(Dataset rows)
=-=-=

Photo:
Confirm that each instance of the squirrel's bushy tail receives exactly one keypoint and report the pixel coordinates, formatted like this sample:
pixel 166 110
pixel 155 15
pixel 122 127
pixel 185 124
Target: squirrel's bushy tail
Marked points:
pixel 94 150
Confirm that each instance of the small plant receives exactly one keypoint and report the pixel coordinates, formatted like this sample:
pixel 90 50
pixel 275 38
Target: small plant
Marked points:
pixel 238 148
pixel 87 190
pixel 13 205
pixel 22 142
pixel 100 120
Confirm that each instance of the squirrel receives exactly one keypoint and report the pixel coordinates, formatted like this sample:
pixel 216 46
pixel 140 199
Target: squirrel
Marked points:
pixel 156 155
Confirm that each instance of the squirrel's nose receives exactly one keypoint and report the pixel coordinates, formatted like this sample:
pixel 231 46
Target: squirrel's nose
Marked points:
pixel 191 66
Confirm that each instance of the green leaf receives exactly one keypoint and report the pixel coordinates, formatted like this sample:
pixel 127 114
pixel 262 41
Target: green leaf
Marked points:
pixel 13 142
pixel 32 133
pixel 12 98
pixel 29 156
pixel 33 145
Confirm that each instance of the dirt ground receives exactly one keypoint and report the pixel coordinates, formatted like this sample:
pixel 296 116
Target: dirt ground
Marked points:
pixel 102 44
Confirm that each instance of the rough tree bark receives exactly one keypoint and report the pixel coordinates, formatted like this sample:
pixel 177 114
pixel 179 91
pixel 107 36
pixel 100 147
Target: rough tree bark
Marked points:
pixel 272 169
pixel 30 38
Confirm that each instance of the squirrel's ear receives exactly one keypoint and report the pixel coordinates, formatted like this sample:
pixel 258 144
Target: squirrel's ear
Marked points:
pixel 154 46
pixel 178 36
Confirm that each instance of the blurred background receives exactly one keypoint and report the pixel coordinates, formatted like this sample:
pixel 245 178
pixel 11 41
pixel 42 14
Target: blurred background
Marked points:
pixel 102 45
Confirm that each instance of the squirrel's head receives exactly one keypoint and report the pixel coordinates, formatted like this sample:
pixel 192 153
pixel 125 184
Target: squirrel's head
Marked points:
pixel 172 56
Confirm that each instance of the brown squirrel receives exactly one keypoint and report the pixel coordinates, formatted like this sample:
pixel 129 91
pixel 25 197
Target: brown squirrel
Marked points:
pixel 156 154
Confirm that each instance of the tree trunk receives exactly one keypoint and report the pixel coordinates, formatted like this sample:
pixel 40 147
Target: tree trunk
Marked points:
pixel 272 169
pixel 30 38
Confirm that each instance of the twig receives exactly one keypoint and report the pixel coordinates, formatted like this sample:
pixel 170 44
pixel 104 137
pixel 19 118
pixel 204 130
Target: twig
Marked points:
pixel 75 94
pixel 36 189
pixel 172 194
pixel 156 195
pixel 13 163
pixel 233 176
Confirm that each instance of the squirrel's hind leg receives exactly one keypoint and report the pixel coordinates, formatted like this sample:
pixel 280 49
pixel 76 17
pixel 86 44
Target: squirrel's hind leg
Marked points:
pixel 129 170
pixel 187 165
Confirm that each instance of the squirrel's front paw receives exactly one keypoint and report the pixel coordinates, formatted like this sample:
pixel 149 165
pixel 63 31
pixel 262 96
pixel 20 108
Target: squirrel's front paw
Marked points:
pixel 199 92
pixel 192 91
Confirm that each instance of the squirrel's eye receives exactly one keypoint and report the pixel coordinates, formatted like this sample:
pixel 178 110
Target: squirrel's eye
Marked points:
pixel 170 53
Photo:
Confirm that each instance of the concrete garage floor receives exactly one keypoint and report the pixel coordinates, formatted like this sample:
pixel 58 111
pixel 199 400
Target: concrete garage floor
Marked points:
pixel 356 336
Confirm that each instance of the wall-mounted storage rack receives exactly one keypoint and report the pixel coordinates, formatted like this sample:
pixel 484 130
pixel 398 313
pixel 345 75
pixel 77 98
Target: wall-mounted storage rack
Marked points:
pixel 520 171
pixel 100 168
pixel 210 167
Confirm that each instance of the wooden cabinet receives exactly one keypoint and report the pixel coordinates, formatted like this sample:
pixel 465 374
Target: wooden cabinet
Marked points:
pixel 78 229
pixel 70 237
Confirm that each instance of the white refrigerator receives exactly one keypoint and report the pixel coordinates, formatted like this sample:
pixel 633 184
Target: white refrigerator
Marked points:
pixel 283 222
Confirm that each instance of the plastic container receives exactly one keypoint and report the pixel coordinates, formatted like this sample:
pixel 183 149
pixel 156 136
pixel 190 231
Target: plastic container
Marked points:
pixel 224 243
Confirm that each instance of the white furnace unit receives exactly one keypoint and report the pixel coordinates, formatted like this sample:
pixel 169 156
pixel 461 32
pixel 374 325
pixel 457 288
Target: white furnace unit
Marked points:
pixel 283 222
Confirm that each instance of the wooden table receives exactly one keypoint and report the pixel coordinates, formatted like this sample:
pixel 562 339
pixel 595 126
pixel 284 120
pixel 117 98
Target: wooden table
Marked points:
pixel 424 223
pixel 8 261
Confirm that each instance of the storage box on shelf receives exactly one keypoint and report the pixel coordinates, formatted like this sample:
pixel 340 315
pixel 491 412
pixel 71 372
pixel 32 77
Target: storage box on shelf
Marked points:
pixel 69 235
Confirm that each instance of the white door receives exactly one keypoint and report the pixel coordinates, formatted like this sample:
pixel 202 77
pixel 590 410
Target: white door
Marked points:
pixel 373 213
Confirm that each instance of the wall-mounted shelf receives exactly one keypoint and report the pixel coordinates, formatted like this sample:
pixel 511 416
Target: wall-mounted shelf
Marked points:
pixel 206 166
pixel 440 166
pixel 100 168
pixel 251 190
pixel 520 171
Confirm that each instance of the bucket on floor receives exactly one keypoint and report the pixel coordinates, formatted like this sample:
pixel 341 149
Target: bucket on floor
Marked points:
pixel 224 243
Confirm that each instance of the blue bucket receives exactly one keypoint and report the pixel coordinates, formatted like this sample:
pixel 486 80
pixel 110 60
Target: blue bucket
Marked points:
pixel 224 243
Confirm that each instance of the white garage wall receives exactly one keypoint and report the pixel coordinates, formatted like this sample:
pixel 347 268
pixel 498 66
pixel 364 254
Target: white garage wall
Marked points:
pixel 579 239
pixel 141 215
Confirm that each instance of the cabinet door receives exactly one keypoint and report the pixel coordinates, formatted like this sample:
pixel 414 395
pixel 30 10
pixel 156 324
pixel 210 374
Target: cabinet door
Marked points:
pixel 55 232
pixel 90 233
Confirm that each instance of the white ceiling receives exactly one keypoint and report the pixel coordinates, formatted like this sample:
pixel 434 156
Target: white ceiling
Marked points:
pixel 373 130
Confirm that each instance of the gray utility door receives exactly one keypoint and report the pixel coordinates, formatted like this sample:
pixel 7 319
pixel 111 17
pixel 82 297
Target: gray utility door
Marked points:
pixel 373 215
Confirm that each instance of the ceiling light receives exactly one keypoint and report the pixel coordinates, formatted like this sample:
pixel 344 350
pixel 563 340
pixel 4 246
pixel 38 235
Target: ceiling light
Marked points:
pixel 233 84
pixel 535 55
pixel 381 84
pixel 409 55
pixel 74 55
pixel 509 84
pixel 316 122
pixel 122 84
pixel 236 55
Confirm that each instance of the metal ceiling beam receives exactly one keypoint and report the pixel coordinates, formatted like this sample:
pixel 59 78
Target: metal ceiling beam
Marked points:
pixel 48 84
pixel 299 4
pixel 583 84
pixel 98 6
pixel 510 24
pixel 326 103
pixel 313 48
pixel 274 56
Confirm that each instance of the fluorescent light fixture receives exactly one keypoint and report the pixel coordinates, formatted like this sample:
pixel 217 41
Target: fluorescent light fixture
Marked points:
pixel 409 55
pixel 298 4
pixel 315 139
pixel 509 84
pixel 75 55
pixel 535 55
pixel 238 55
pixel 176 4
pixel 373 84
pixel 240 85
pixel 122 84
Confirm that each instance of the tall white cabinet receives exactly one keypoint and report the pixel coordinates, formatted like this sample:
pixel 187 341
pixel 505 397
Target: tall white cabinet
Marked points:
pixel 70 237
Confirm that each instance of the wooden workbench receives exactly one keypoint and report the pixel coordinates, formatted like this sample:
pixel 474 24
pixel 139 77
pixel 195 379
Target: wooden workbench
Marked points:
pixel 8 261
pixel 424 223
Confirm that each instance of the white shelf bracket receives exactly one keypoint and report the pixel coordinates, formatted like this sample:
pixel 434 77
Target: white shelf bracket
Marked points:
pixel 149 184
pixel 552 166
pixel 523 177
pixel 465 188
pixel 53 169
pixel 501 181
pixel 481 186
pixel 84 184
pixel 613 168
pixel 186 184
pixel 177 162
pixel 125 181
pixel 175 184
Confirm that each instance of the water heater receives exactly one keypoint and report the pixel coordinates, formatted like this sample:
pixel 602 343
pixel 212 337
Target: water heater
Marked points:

=-=-=

EXERCISE DESCRIPTION:
Convert the lines between the line holding "Confirm that each instance of the squirrel's ear" and the line holding "pixel 172 56", inclusive, into a JSON list of strings with one string per line, leaving out any blank lines.

TASK OUTPUT:
[
  "Confirm that each instance of the squirrel's ear receives exactly one keypoint and report the pixel coordinates, formatted like this sample:",
  "pixel 258 144",
  "Target: squirrel's ear",
  "Marked points:",
  "pixel 154 46",
  "pixel 178 36",
  "Confirm that each instance of the blurred background receives exactly one keypoint and report the pixel coordinates, formatted like this sample:",
  "pixel 245 178",
  "pixel 11 41",
  "pixel 42 14",
  "Target: blurred background",
  "Marked points:",
  "pixel 102 45",
  "Confirm that each instance of the squirrel's head receives exactly one keypoint and report the pixel coordinates, formatted like this sample:",
  "pixel 192 153",
  "pixel 125 184",
  "Target: squirrel's head",
  "Marked points:",
  "pixel 172 56"
]